# Task to carry out
Transcribe exactly the lines from the one holding "For this drill the class indicates the light" to the end of the data below, including both of those lines and no others.

# Exercise material

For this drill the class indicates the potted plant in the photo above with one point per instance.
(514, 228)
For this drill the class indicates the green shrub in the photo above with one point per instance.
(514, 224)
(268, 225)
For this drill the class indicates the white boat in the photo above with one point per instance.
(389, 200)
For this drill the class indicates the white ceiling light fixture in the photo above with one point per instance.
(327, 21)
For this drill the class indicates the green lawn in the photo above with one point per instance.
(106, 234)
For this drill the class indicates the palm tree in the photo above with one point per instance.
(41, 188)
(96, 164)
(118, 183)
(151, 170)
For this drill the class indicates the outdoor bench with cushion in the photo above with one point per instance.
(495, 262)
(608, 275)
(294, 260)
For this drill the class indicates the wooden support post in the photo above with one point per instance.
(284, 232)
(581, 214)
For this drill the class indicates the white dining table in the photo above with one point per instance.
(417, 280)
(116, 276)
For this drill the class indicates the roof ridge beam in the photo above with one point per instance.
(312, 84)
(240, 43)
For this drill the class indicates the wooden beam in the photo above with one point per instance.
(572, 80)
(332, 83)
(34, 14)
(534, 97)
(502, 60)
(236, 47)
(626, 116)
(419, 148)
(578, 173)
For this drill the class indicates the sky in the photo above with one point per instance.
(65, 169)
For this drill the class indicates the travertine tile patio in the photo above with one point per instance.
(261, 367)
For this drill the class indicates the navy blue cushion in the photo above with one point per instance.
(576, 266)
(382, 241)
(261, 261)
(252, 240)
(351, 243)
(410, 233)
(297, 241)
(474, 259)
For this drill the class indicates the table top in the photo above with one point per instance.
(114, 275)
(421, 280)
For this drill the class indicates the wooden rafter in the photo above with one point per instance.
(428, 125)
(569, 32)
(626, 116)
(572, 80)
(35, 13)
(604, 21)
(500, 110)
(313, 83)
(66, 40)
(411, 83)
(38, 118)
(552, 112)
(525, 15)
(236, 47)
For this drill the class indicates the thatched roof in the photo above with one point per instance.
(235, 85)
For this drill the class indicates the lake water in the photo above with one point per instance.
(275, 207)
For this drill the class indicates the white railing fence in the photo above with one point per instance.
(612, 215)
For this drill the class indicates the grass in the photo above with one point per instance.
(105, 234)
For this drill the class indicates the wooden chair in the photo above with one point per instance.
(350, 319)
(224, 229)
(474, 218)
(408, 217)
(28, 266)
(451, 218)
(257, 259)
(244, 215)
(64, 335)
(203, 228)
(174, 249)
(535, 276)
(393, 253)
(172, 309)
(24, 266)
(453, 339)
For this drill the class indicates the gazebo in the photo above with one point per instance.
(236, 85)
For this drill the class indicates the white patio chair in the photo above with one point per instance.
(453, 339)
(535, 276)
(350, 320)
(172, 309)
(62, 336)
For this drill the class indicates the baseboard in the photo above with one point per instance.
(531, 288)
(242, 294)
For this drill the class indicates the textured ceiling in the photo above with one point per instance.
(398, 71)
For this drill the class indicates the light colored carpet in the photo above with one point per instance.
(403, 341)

# Result below
For this drill the class indicates the light colored carpet in the photo above with one point per instance.
(403, 341)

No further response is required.